**Work to be completed**: Could you update the entries below by changing "simplified polygon" to "rough polygon" throughout, with everything else left untouched?

BEGIN Dataset excerpts

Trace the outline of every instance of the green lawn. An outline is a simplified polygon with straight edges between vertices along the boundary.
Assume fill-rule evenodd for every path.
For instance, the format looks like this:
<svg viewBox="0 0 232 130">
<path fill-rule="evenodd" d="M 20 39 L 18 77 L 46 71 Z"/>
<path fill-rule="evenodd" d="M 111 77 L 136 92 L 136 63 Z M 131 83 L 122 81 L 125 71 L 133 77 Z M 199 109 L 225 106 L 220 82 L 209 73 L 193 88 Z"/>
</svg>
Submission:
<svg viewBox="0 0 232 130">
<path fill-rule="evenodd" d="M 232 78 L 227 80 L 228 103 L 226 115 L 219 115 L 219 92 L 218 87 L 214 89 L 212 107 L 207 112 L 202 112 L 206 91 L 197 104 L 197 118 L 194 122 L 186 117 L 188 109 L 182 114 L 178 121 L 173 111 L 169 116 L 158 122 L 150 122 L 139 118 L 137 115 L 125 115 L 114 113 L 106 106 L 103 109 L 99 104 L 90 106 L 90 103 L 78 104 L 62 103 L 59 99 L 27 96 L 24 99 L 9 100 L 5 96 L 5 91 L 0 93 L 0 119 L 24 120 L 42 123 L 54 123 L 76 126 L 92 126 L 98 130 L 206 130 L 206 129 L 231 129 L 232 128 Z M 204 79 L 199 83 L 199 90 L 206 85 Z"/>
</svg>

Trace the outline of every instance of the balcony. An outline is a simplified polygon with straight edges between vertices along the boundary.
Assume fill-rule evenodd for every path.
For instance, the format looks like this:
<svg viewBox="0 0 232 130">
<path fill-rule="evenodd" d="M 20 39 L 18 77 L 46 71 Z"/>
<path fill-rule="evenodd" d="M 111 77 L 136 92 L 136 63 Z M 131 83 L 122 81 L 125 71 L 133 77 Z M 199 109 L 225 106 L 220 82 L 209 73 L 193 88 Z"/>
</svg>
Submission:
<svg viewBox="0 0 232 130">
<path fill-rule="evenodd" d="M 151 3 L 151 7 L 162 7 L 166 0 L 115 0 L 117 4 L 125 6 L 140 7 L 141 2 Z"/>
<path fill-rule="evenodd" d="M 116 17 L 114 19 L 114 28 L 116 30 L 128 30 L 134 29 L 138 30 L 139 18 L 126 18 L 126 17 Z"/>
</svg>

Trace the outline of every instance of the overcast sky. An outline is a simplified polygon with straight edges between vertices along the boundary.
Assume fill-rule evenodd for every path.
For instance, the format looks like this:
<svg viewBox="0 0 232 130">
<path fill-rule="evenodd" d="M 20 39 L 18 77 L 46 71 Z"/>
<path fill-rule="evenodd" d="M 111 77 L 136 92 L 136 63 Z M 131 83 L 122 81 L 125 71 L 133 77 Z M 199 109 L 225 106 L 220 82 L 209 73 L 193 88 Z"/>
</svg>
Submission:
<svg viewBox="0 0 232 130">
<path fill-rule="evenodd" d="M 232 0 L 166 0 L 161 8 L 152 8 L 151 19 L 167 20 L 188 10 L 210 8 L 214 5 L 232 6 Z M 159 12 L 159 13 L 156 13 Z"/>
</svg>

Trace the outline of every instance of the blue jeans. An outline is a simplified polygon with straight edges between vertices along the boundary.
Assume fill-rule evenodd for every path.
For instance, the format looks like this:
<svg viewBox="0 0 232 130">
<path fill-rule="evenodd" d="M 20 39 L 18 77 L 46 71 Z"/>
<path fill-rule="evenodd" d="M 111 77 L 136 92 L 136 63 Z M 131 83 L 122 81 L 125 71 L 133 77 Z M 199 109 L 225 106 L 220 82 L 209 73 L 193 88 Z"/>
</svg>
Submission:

END Dataset excerpts

**Right answer**:
Trace the outline of every instance of the green lawn. An outline is a rough polygon with straight edges between vertices along the boundary.
Assume fill-rule evenodd for every path.
For instance, the format looks like this:
<svg viewBox="0 0 232 130">
<path fill-rule="evenodd" d="M 20 39 L 18 77 L 46 71 Z"/>
<path fill-rule="evenodd" d="M 111 77 L 136 92 L 136 63 Z M 131 83 L 122 81 L 125 71 L 133 77 Z M 199 109 L 225 106 L 220 82 L 209 73 L 193 88 Z"/>
</svg>
Submission:
<svg viewBox="0 0 232 130">
<path fill-rule="evenodd" d="M 232 78 L 227 80 L 228 103 L 226 115 L 219 115 L 219 92 L 218 87 L 214 89 L 212 107 L 207 112 L 202 112 L 206 91 L 197 104 L 197 118 L 194 122 L 186 117 L 188 109 L 182 114 L 178 121 L 173 111 L 169 116 L 158 122 L 150 122 L 139 118 L 137 115 L 125 115 L 114 113 L 106 106 L 103 109 L 99 104 L 90 106 L 90 103 L 78 104 L 62 103 L 59 99 L 27 96 L 24 99 L 9 100 L 5 96 L 5 91 L 0 93 L 0 119 L 24 120 L 42 123 L 54 123 L 76 126 L 92 126 L 98 130 L 206 130 L 206 129 L 231 129 L 232 128 Z M 204 79 L 199 83 L 199 90 L 206 85 Z"/>
</svg>

Trace the outline of every instance of the balcony. An outline is a rough polygon with straight edges between vertices along the boundary.
Assume fill-rule evenodd for every path.
For instance, the format looks like this:
<svg viewBox="0 0 232 130">
<path fill-rule="evenodd" d="M 20 39 L 18 77 L 46 71 Z"/>
<path fill-rule="evenodd" d="M 111 77 L 136 92 L 136 63 Z M 131 83 L 122 81 L 125 71 L 133 77 Z M 199 109 L 225 106 L 220 82 L 209 73 L 193 88 Z"/>
</svg>
Submission:
<svg viewBox="0 0 232 130">
<path fill-rule="evenodd" d="M 151 3 L 151 7 L 162 7 L 166 0 L 115 0 L 117 4 L 125 6 L 140 7 L 141 2 Z"/>
<path fill-rule="evenodd" d="M 116 17 L 114 19 L 114 28 L 116 30 L 128 30 L 134 29 L 138 30 L 139 18 L 126 18 L 126 17 Z"/>
</svg>

Trace the outline of every instance of the overcast sky. An outline is a rough polygon with straight edges between vertices along the boundary.
Assume fill-rule evenodd for every path.
For instance, the format looks like this:
<svg viewBox="0 0 232 130">
<path fill-rule="evenodd" d="M 20 39 L 18 77 L 46 71 Z"/>
<path fill-rule="evenodd" d="M 111 77 L 136 92 L 136 63 Z M 131 83 L 122 81 L 125 71 L 133 77 Z M 199 109 L 225 106 L 220 82 L 209 73 L 193 88 Z"/>
</svg>
Submission:
<svg viewBox="0 0 232 130">
<path fill-rule="evenodd" d="M 232 0 L 166 0 L 161 8 L 152 8 L 151 19 L 167 20 L 188 10 L 210 8 L 214 5 L 232 6 Z M 159 12 L 159 13 L 156 13 Z"/>
</svg>

Trace the outline of every instance of the blue jeans. An outline is a rough polygon with straight edges between vertices along the boundary.
Assume fill-rule evenodd for every path.
For instance, the format looks like this:
<svg viewBox="0 0 232 130">
<path fill-rule="evenodd" d="M 20 39 L 18 77 L 46 71 Z"/>
<path fill-rule="evenodd" d="M 111 77 L 136 92 L 136 63 Z M 131 83 L 122 81 L 125 71 L 133 77 Z M 199 109 L 225 106 L 220 82 L 209 73 L 193 88 Z"/>
</svg>
Submission:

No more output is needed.